» **Given exercise**
Report how many lines in the records below contain the word "cheese". Give only the number.

***** Material for this task *****

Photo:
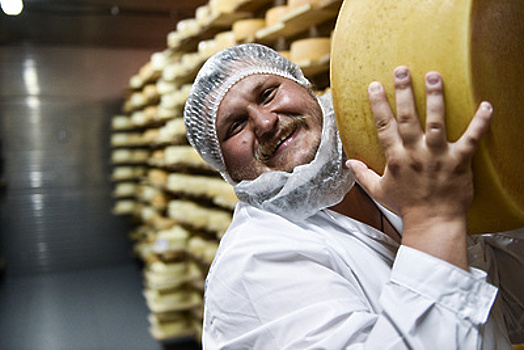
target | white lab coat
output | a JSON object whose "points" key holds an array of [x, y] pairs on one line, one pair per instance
{"points": [[331, 282]]}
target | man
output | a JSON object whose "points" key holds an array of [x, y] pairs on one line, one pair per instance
{"points": [[292, 274]]}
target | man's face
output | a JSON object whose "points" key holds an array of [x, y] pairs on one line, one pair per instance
{"points": [[267, 122]]}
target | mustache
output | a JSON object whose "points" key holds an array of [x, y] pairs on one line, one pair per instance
{"points": [[283, 130]]}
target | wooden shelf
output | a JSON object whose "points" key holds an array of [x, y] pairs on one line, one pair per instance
{"points": [[299, 20]]}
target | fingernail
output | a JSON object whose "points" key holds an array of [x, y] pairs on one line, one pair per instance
{"points": [[374, 86], [401, 73], [432, 79], [487, 106]]}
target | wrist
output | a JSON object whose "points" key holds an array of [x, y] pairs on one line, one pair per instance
{"points": [[443, 236]]}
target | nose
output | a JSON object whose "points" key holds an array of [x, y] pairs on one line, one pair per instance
{"points": [[263, 120]]}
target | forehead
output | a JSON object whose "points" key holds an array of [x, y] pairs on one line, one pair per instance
{"points": [[249, 86]]}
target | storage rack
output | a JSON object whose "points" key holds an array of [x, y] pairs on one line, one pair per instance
{"points": [[180, 205]]}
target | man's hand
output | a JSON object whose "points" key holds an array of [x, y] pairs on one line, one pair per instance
{"points": [[427, 180]]}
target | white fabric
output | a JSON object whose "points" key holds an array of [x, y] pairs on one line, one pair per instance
{"points": [[330, 282]]}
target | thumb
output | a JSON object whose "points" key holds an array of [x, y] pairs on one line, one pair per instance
{"points": [[366, 177]]}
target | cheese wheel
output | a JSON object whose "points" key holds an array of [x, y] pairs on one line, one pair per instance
{"points": [[274, 14], [246, 28], [225, 39], [309, 49], [477, 47]]}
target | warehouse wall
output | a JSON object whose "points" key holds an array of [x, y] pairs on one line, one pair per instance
{"points": [[56, 105]]}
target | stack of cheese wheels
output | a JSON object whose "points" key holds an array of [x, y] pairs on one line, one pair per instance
{"points": [[477, 45]]}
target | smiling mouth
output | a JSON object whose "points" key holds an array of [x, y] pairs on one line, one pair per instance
{"points": [[268, 148]]}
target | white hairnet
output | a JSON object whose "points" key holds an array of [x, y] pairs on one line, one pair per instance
{"points": [[215, 78]]}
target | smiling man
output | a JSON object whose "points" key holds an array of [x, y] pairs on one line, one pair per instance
{"points": [[312, 259]]}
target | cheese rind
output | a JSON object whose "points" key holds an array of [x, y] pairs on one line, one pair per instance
{"points": [[477, 47]]}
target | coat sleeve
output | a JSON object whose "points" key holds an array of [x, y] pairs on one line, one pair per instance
{"points": [[277, 297], [501, 255]]}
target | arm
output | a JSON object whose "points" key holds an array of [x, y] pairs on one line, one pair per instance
{"points": [[427, 180]]}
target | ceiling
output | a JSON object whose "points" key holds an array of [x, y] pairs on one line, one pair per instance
{"points": [[107, 23]]}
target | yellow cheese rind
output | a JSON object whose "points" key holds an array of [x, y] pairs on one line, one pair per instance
{"points": [[477, 47]]}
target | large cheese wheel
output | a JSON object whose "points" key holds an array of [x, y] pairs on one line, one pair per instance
{"points": [[478, 46]]}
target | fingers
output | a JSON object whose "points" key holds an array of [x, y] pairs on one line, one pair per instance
{"points": [[407, 118], [479, 125], [386, 124], [436, 136]]}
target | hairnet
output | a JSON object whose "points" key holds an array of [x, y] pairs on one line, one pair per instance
{"points": [[215, 78], [311, 187]]}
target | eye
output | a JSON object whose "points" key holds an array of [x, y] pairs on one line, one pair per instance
{"points": [[267, 95]]}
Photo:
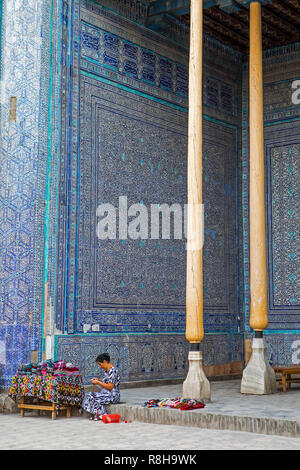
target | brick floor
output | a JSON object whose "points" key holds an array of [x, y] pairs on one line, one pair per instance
{"points": [[41, 432]]}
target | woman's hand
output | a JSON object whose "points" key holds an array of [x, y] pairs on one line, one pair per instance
{"points": [[96, 381]]}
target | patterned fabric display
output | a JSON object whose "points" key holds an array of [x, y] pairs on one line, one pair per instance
{"points": [[95, 403], [62, 390], [175, 403]]}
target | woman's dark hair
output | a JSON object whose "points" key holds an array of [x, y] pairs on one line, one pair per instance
{"points": [[103, 357]]}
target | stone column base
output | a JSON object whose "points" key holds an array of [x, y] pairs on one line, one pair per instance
{"points": [[196, 385], [258, 377]]}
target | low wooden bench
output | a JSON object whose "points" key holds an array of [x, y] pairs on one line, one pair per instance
{"points": [[286, 375], [48, 406]]}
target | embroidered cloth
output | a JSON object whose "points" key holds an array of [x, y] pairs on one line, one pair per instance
{"points": [[62, 390]]}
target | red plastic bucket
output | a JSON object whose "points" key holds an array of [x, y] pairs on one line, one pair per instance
{"points": [[111, 418]]}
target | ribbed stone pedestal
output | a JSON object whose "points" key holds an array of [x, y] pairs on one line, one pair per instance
{"points": [[258, 377], [196, 385]]}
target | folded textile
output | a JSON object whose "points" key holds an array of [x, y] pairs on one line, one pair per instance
{"points": [[175, 403]]}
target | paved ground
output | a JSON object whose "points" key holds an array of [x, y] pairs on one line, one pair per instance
{"points": [[41, 432], [227, 399], [80, 433]]}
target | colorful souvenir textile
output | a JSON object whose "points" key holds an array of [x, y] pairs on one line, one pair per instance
{"points": [[95, 402], [62, 390], [176, 403]]}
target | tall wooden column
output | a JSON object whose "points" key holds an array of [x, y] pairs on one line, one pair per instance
{"points": [[196, 384], [258, 377]]}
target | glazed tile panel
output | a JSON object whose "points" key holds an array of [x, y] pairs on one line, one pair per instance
{"points": [[25, 56]]}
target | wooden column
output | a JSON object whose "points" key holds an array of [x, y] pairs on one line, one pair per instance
{"points": [[258, 254], [196, 384], [194, 279], [258, 377]]}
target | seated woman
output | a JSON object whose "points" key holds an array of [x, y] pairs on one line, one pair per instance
{"points": [[94, 402]]}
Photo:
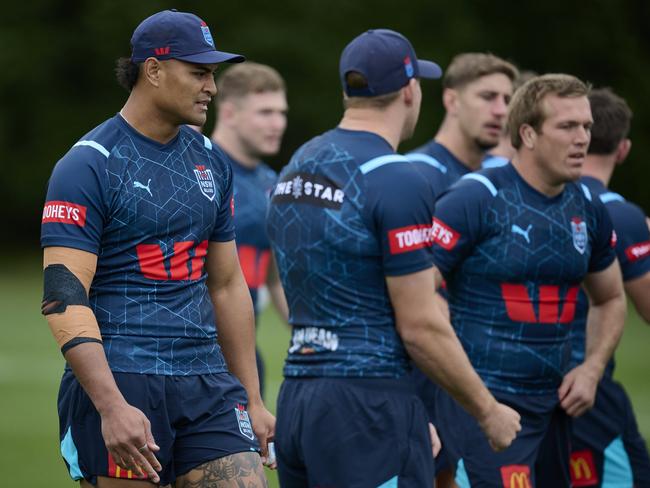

*****

» **Complete output**
5